*Direction 1:* In the entries, from the line with "Return the segmentation of every instance of the brass" through the end of the entries, swap "granite floor" for "stone floor" and return those lines with nothing else changed.

START Source document

The Hunted
- First edition
- Author: Elmore Leonard
- Language: English
- Genre: Crime/Contemporary
- Publisher: Dell
- Publication date: 1977
- Publication place: United States
- Media type: Hard cover
- Pages: 251
- ISBN: 0440134250

= The Hunted (novel) =

1977 crime novel by Elmore Leonard

The Hunted is a 1977 crime novel written by Elmore Leonard.
==Plot summary==

Al Rosen stuck his neck out to help the Detroit government put some goons in prison, but it didn't go according to plan. He is living in Israel off the checks sent his way by the company he helped found. The checks are brought to him by the untrustworthy, sleazy lawyer Mel Bandy. Rosen spends his days hanging out in hotel lobbies, getting sun, and simply staying out of sight. But one fateful night, there's a hotel fire that draws the attention of the media, and Rosen gets photographed and ends up with his face in the Detroit Free Press. Now Rosen's enemies know where he is, and they immediately descend on the Holy Land to kill him. Sgt. David Davis is about to finish his tour with the Marines. The big problem is that he has no idea what to do with himself once he is out. Now Rosen is on the run in Israel, with three killers and a sleazy lawyer on his tail, and a U.S. Marine for company. Can this Vietnam vet U.S. Marine keep Rosen safe...?

END Source document

*Direction 2:* In the novel summary, who brings Al Rosen his checks in Israel?

START Information provided

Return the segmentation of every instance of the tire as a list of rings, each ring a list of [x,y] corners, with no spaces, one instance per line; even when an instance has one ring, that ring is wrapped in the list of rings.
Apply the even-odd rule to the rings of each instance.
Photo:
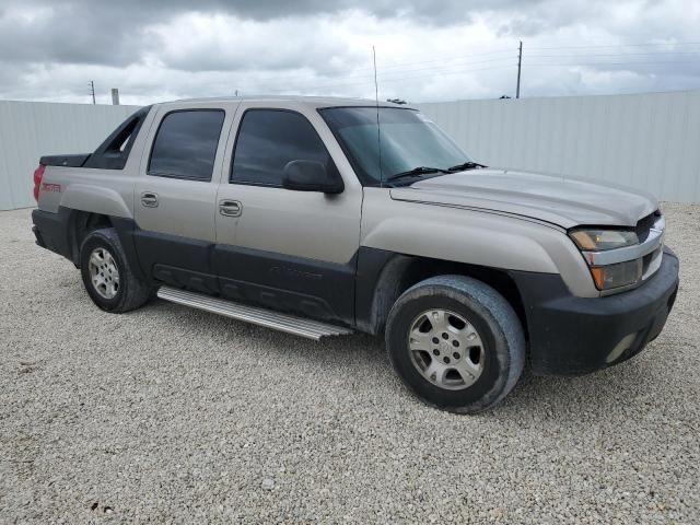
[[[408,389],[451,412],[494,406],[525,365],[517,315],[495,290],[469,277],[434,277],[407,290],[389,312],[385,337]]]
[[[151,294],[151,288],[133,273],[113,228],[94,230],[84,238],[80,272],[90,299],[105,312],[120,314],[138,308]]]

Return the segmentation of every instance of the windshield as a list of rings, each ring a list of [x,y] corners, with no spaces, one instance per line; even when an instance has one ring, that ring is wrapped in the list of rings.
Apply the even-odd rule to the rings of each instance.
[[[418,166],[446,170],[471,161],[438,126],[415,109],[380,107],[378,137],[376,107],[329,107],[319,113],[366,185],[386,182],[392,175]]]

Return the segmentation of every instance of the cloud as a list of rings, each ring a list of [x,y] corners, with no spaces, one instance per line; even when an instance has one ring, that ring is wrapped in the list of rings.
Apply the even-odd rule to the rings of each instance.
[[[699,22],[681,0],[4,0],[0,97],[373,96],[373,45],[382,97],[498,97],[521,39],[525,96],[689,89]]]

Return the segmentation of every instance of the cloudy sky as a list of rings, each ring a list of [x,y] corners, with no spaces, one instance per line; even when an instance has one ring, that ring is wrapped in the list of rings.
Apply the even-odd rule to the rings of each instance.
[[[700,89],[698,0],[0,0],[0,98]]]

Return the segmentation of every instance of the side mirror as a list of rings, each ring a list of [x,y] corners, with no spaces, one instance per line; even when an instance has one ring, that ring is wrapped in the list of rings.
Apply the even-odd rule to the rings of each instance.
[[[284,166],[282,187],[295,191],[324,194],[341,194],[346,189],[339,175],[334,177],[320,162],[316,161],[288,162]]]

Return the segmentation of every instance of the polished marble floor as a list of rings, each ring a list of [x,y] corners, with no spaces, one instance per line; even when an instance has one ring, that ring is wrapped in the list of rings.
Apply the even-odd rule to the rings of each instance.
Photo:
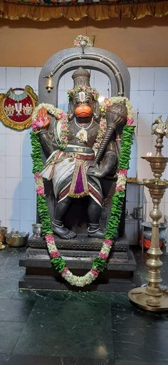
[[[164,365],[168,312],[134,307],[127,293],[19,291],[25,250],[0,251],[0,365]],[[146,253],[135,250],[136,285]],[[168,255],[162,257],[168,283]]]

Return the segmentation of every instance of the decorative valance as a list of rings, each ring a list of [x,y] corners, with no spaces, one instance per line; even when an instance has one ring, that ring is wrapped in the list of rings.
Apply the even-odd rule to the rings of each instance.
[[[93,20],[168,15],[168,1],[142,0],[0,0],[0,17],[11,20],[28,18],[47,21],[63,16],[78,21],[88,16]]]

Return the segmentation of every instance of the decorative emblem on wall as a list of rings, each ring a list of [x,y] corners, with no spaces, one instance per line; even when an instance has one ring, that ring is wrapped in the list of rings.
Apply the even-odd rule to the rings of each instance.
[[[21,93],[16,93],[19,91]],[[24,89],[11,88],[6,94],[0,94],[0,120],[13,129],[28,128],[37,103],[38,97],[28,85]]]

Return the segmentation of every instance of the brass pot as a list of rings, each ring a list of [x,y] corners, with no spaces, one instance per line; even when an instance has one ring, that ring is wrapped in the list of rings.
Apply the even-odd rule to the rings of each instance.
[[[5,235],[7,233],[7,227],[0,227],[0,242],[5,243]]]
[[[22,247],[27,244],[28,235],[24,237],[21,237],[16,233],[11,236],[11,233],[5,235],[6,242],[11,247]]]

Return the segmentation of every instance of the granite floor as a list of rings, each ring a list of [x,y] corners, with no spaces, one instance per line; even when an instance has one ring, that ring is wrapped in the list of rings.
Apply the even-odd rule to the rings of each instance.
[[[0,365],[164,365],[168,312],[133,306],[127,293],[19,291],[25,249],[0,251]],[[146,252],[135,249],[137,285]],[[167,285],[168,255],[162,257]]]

END Information provided

*Complete response 1:*
Return the segmentation of every instance of the brass pot as a list of rings, each ring a list of [x,y] corners, with no spaces, one instance per line; even when an instance has one ring, that ring is wrapped in the list of rings.
Apply the even-odd rule to the rings of each instance.
[[[5,235],[7,233],[7,227],[0,227],[0,242],[5,243]]]
[[[22,247],[27,244],[28,235],[24,237],[21,237],[16,233],[11,236],[11,233],[5,235],[6,242],[11,247]]]

Return the segmentation of every instance of the stone floor as a list of rings, each ring a list of [x,y] corners, with no spaces, one instance per line; even when an instance has one ring, that ring is wrapped in the list of rings.
Apply the even-odd rule to the rings of each instance.
[[[0,365],[164,365],[168,312],[133,306],[127,293],[19,291],[25,249],[0,251]],[[146,252],[135,249],[137,285]],[[167,285],[168,255],[162,257]]]

*Complete response 2:* Mel Bandy, an untrustworthy, sleazy lawyer.